▶ _Data_:
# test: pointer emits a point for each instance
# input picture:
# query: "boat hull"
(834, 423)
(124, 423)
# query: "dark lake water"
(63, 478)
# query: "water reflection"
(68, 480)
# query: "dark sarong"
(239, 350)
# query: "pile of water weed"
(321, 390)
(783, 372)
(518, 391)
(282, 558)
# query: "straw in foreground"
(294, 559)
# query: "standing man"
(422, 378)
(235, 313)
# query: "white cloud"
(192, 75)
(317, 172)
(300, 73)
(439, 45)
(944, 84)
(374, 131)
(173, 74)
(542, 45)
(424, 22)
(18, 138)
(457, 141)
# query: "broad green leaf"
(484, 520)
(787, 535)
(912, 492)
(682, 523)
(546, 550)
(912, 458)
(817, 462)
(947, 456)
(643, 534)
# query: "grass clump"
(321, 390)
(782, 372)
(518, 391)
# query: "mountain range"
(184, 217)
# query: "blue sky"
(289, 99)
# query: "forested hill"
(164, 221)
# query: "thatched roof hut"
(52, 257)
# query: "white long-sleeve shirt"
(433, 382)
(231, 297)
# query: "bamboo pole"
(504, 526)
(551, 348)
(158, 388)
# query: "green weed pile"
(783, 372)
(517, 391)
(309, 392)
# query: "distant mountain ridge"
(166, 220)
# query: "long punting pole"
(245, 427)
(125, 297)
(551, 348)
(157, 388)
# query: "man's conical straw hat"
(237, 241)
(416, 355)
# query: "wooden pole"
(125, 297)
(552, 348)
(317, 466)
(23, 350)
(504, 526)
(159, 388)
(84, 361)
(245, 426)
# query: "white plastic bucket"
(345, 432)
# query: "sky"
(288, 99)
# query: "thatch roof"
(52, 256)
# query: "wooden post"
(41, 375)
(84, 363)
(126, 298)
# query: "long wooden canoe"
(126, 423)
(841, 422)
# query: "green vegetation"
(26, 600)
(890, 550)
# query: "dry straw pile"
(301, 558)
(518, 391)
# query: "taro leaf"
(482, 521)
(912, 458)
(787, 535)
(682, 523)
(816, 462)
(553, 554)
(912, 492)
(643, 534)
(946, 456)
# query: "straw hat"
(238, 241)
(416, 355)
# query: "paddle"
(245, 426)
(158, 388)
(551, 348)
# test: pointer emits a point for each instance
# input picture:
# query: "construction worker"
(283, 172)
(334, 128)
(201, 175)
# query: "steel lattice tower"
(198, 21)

▶ _What to do_: Write out the whole listing again, exactly as it stands.

▶ _Task output_:
# test: pointer emits a point for each instance
# input picture:
# query: "boat hull"
(834, 423)
(124, 423)
# query: "dark lake water"
(63, 478)
# query: "water reflection"
(68, 480)
# query: "dark sarong"
(239, 350)
# query: "pile of water weed"
(321, 390)
(783, 372)
(518, 391)
(282, 558)
# query: "straw in foreground"
(294, 559)
# query: "standing man"
(422, 378)
(235, 313)
# query: "white cloud"
(192, 75)
(317, 172)
(300, 73)
(439, 45)
(944, 84)
(374, 131)
(173, 74)
(542, 45)
(424, 22)
(18, 138)
(457, 141)
# query: "broad green leaf"
(484, 520)
(787, 535)
(912, 492)
(682, 523)
(546, 550)
(912, 458)
(817, 462)
(947, 456)
(643, 534)
# query: "grass clump"
(321, 390)
(782, 372)
(518, 391)
# query: "mountain range"
(184, 217)
# query: "blue sky"
(289, 99)
# query: "forested hill"
(164, 221)
# query: "thatched roof hut"
(52, 257)
# query: "white long-sleeve shirt"
(433, 382)
(231, 297)
# query: "bamboo pole"
(504, 526)
(551, 348)
(158, 388)
# query: "green weed pile"
(783, 372)
(517, 391)
(309, 392)
# query: "distant mountain ridge"
(166, 220)
# query: "long punting pole"
(245, 427)
(125, 297)
(551, 348)
(157, 388)
# query: "man's conical straw hat"
(237, 241)
(416, 355)
# query: "wooden pole"
(125, 297)
(552, 348)
(317, 466)
(23, 350)
(504, 526)
(159, 388)
(84, 361)
(245, 426)
# query: "white plastic bucket"
(345, 432)
# query: "sky"
(288, 99)
# query: "thatch roof"
(52, 256)
# query: "wooden post"
(41, 375)
(84, 363)
(126, 298)
# query: "long wooden canoe"
(126, 423)
(841, 422)
# query: "green vegetation"
(26, 600)
(890, 550)
# query: "dry straw pile"
(301, 558)
(518, 391)
# query: "taro leaf"
(482, 521)
(912, 458)
(787, 535)
(682, 523)
(816, 462)
(553, 554)
(912, 492)
(643, 534)
(946, 456)
# query: "straw hat"
(238, 241)
(416, 355)
# query: "paddle"
(245, 426)
(158, 388)
(551, 348)
# test: pointer emits a point for each instance
# input picture:
# query: "construction worker"
(283, 172)
(334, 128)
(201, 175)
# query: "steel lattice tower"
(198, 21)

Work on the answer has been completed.